=== Record excerpts ===

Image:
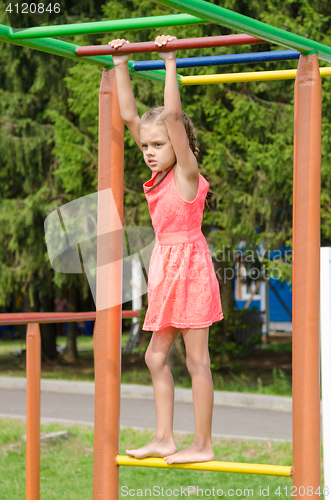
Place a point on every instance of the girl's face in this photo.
(157, 148)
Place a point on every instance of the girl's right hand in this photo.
(123, 58)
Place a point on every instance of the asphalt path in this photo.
(139, 413)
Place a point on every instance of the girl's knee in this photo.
(154, 361)
(195, 365)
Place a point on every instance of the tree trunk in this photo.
(225, 275)
(70, 354)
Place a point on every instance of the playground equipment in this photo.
(306, 242)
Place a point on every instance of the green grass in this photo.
(67, 466)
(275, 383)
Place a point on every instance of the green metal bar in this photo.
(239, 22)
(65, 49)
(106, 26)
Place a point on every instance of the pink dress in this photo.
(183, 290)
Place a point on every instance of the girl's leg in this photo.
(156, 359)
(198, 364)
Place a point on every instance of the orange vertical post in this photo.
(33, 361)
(107, 332)
(306, 278)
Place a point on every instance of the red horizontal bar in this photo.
(184, 43)
(25, 318)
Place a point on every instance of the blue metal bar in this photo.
(189, 62)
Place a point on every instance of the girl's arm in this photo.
(186, 161)
(126, 99)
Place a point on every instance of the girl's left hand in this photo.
(162, 40)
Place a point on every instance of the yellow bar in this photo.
(270, 470)
(255, 76)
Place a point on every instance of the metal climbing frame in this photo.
(306, 241)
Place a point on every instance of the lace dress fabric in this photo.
(183, 290)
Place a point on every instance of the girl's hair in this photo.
(156, 115)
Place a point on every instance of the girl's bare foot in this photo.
(155, 448)
(193, 453)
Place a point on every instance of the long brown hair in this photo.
(156, 115)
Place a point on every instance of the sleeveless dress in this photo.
(183, 290)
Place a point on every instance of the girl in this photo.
(183, 292)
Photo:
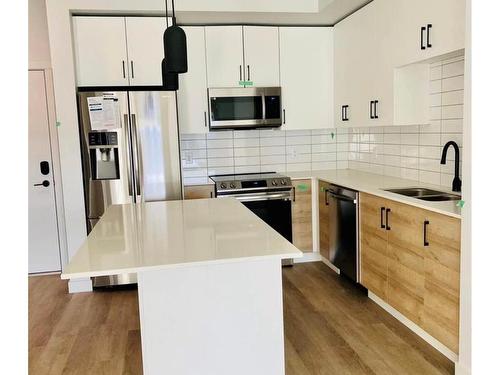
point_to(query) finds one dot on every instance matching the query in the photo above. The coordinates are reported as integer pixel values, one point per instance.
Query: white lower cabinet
(192, 94)
(306, 75)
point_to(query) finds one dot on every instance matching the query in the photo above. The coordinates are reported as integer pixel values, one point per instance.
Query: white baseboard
(460, 369)
(80, 285)
(415, 328)
(327, 262)
(308, 257)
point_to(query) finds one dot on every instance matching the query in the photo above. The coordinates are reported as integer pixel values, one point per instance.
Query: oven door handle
(259, 197)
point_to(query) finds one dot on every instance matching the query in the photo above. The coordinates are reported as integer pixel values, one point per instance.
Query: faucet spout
(457, 183)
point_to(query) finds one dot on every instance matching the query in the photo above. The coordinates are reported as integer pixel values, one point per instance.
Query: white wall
(38, 35)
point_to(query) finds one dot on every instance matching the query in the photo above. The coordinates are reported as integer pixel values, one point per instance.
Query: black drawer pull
(426, 243)
(387, 227)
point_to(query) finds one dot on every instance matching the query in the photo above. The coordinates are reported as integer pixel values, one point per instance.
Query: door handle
(426, 243)
(44, 183)
(422, 31)
(429, 26)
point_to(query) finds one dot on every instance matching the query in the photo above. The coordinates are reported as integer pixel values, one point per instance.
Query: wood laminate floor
(330, 328)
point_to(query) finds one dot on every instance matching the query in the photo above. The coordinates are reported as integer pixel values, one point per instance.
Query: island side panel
(213, 319)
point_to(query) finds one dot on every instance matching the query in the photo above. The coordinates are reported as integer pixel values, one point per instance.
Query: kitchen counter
(208, 278)
(157, 235)
(375, 184)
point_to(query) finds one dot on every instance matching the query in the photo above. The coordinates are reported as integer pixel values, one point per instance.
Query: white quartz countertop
(375, 184)
(157, 235)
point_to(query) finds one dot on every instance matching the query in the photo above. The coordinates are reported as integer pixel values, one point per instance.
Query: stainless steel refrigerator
(135, 160)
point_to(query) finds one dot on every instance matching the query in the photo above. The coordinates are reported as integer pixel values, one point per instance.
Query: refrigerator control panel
(103, 139)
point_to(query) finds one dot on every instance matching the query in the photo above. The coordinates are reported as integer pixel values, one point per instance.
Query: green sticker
(302, 187)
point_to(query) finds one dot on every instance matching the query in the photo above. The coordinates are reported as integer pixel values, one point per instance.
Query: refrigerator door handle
(137, 155)
(129, 163)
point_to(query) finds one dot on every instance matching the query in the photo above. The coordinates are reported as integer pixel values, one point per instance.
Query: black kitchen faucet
(457, 183)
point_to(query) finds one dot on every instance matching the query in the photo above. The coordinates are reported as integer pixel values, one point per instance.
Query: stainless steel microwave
(249, 107)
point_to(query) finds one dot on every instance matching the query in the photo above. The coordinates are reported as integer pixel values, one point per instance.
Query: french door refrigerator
(135, 160)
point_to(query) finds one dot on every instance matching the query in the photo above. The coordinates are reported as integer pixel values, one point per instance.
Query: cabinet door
(224, 49)
(324, 220)
(442, 279)
(406, 275)
(198, 191)
(192, 94)
(306, 75)
(145, 49)
(302, 215)
(261, 46)
(100, 51)
(373, 244)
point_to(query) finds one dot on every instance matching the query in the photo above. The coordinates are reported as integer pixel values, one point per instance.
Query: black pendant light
(174, 45)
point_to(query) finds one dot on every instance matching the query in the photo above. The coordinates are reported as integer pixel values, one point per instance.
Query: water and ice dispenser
(104, 159)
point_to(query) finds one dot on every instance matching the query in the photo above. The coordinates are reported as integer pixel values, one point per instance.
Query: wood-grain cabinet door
(405, 260)
(373, 244)
(302, 215)
(198, 191)
(324, 220)
(442, 279)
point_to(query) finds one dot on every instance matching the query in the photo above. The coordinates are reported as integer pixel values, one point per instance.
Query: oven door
(274, 208)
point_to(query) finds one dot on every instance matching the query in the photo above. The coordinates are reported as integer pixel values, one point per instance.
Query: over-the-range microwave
(244, 108)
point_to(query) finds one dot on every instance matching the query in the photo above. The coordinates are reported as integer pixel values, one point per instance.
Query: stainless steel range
(268, 195)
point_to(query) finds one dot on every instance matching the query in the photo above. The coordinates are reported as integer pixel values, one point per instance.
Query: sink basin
(441, 197)
(426, 194)
(415, 192)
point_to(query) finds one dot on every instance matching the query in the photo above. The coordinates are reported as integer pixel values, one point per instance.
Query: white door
(262, 59)
(43, 240)
(192, 94)
(306, 75)
(145, 49)
(100, 51)
(224, 49)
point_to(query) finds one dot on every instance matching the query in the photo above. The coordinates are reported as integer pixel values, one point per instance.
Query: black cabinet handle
(44, 183)
(422, 31)
(429, 26)
(426, 243)
(387, 227)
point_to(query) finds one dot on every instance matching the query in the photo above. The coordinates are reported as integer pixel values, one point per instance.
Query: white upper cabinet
(118, 51)
(100, 51)
(261, 46)
(145, 49)
(306, 75)
(224, 50)
(192, 94)
(427, 28)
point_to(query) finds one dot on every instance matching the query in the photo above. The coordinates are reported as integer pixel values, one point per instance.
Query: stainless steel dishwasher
(344, 224)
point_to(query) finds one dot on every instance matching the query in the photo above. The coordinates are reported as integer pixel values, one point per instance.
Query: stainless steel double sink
(426, 194)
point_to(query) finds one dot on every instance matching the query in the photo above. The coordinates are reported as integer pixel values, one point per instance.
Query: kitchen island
(209, 283)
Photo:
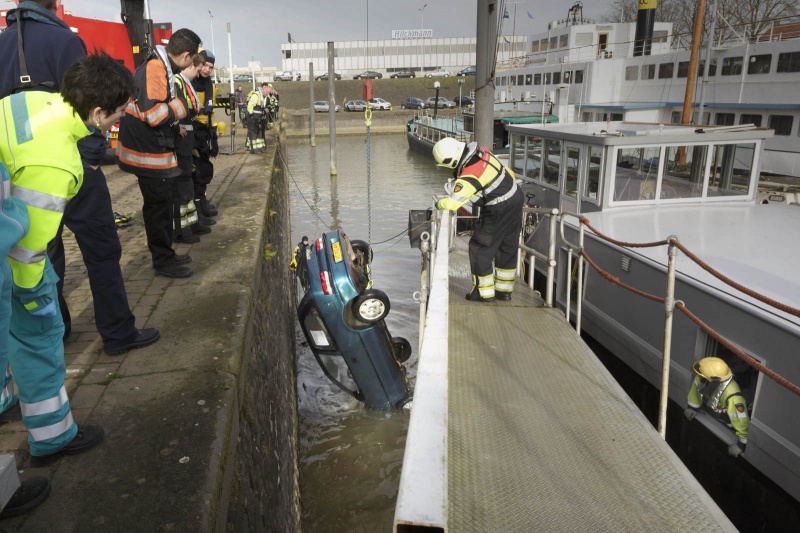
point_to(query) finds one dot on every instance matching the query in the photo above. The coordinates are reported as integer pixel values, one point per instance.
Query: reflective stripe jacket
(146, 136)
(483, 176)
(722, 399)
(39, 147)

===

[The task]: Give the data again exactly as written, with all pictures left out.

[Reply to the task]:
Image:
Place a point on every instance of the girl's face in this photo.
(157, 148)
Place a point on every instance of the girl's right hand in this photo.
(123, 58)
Place a point on every instance of the asphalt path in this photo.
(139, 413)
Place a point on every instance of the girl's knee in this photo.
(154, 361)
(195, 365)
Place a point on every instance of the tree trunk in this photo.
(225, 275)
(70, 354)
Place a point on every instance of the playground equipment in this photo.
(306, 242)
Place a point on every instance of the green grass in this photo.
(67, 466)
(275, 383)
Place a point on every instance of the green metal bar in this photo.
(239, 22)
(65, 49)
(106, 26)
Place a point on every instance of the pink dress in this photo.
(183, 290)
Place a point on every instance of the girl's leg in this photo.
(156, 359)
(198, 364)
Place a point on every instance of the orange vertical post in this photo.
(33, 361)
(107, 332)
(306, 278)
Place a point on every instance of the red horizontal bar in this photo.
(184, 43)
(25, 318)
Place a point on every instance of the blue metal bar in this photo.
(189, 62)
Place a point on every instance of the girl's arm in this photo.
(186, 161)
(126, 99)
Place a point on every instance of the girl's left hand in this photo.
(162, 40)
Place a point on every instance of the yellow bar in this photo.
(270, 470)
(255, 76)
Place a point on every instance of the metal climbing frame in this photo.
(306, 241)
Place a point on every instance of the lace dress fabric in this photo.
(183, 290)
Place a point on every instance of the girl's hair in this photo.
(156, 115)
Place a point on every instance of the girl's bare foot in this photo.
(155, 448)
(193, 453)
Place a point on every instance of the long brown hair in this photo.
(156, 115)
Place a point on every instance of the sleeveless dress in this photo.
(183, 290)
Place a point on every instance of the girl in this photo.
(183, 292)
Photo:
point_to(query) finds one dot on every instance matching the query in the photo above. The coordinates are reported as integer pixel values, one point per instance.
Query: white lower cabinet
(192, 94)
(306, 75)
point_to(query) finds one dot on every instance matching the query in the photo above. The coordinates are reported as integer pixel values, one point per instance.
Query: white baseboard
(460, 369)
(80, 285)
(415, 328)
(327, 262)
(308, 257)
point_to(query) finds one dot on every instance matching the query in the photo above. The coordinates are reported as integer pixel values, one point per instance.
Query: oven door handle
(259, 197)
point_to(query) finds one dot on every instance matching the query in the photo above. The coordinates are reported as integer pixel values, one point per instance.
Query: faucet spout
(457, 183)
point_to(query) finds one dot on every instance matching the query in the photo above. The coordinates are reported as integer pixel values, one point per instance.
Query: white wall
(38, 35)
point_to(query) finds one dot on every instance matching the query in the photo above. The coordinates are reported as integer pixel values, one point per instance.
Query: black drawer pull
(426, 243)
(387, 227)
point_to(query) finds one dot on every instance matching the query in the photo above. The coordinates are reported as integer pixel values, one point per instance.
Query: door handle
(426, 243)
(44, 183)
(422, 31)
(429, 26)
point_to(query) finds one dot on every instance matching the query in the photo above. The coordinates are reported as integer pixel values, one point per instance.
Query: wood laminate floor
(330, 328)
point_to(query) finds one dot on every instance matching the query in the photo above. The coordinates are reported as integer pixel values, one point per instance.
Query: island side panel
(213, 319)
point_to(query) finds one dot on every instance matching the query in the photo above. The coordinates are reported as integer pixel values, one point per instance.
Query: kitchen counter
(208, 278)
(157, 235)
(375, 184)
point_to(query) finds one dot on every instance matching the query in the photo above. The coordinates are reported as integer pixel values, one point per instance.
Query: white quartz countertop
(375, 184)
(157, 235)
point_to(query) finds one dot on every instance matching the query in the photo above. The coordinates are reported as integer pixel values, one point per instance.
Query: stainless steel refrigerator
(135, 160)
point_to(query) finds one dot on every instance matching the query in the photo above. The coordinates are reported as integer pixel values, one point per instance.
Query: refrigerator control panel
(103, 139)
point_to(query) finds one dot on every instance matching the query in the photo above. The coordinates are reported as integer pixel values, one point per instance.
Query: green sticker
(302, 187)
point_to(query) finds one dot on every instance matching the query in the photo above. The coordinates are reported as integer pixel values, one point per instance.
Query: refrigerator door handle
(137, 155)
(129, 163)
point_to(query) finds one dot on every instance matching the query in the photo above. The coordinates are reported as integer pixel values, one point per instance.
Query: black kitchen faucet
(457, 183)
point_to(query) finds one dot on every instance matching the query in the photo above. The coordinates are reported as integer pixel values, one point per instance.
Query: stainless steel microwave
(249, 107)
point_to(query) finds one dot on every instance matching the query in the photo above. The coordinates are reported as integer pixel values, one point per instance.
Query: french door refrigerator
(135, 160)
point_to(query) finds one dot on every instance matching the query in the photo above. The coordinates are reported as integer pixel values, one point per instance.
Query: cabinet door
(224, 49)
(324, 220)
(442, 279)
(406, 275)
(198, 191)
(192, 94)
(306, 75)
(145, 49)
(302, 215)
(261, 46)
(100, 51)
(373, 244)
point_to(query) finds one dot on every instance matching the query in the photo above. The coordinates are reported as integer pixel values, one point per instance.
Query: black pendant light
(174, 45)
point_to(query) finds one dot on every instance matching the query in the photo above. The coordinates are reported as integer pixel values, one point per instance.
Query: water and ice dispenser
(104, 159)
point_to(query) finds one dot on every instance matching the query in the photo above. The coordinates are reported as integer pixel values, one point per instance.
Query: wood-grain cabinet door
(405, 260)
(373, 244)
(302, 215)
(198, 191)
(324, 220)
(442, 279)
point_to(query) finds one dot on every instance matching the query in the photo above. The coordinates are reported as integer pixel values, one point per instance.
Query: oven door
(274, 208)
point_to(query) finds one dot on every instance matching the query in the photo above. The coordinates are reported as integer pixel values, one point per instance.
Query: over-the-range microwave
(244, 108)
point_to(query) finds one dot on every instance matching the query in the photo above. The coordinates are reported as integer pixel values, one point per instance.
Query: stainless steel range
(268, 195)
point_to(query) finds one dot on every instance matching the query in the photo above. The coordinates are reported as integer pixel values, one point per instance.
Query: sink basin
(441, 197)
(426, 194)
(415, 192)
point_to(query) finds one dot on every instance matching the query in the photo above. The coordinates are reported as integer pixel values, one point per instance.
Query: white door
(262, 59)
(43, 240)
(192, 94)
(306, 75)
(145, 49)
(100, 51)
(224, 49)
point_to(query) finds one dot on every instance matching the query in the photo above. The coordinates are reported as integer pixel values, one point per instance.
Query: black cabinet handle
(44, 183)
(422, 31)
(429, 26)
(426, 243)
(387, 227)
point_to(query) finds one dot on every instance matching the query in the photo above. The coordinates are reported as integer pixel values, one point per instance.
Query: white upper cabinet
(118, 51)
(100, 51)
(261, 46)
(145, 49)
(306, 75)
(224, 50)
(192, 94)
(427, 28)
point_to(query) finds one dot on every instance matching the query in the photo above. The coordinates are reported as integer pixel values, one point per instance.
Query: stainless steel dishwasher
(344, 224)
point_to(query) finds one dot on every instance matching the query in the photo above. The coordinates are reported as integer pixel values, one point per instance.
Query: stainless steel double sink
(426, 194)
point_to(query) finds one dot on every instance matching the query in the photo above. The coordinates are reported as integer pixel values, one point per instance.
Query: kitchen island
(209, 283)
Photo:
point_to(query) finds one dot on every instance matching the query in the photo above. The coordinates are reported as integer pixel values, one point per instance.
Query: reflective stripe jacket
(146, 136)
(483, 176)
(722, 399)
(39, 147)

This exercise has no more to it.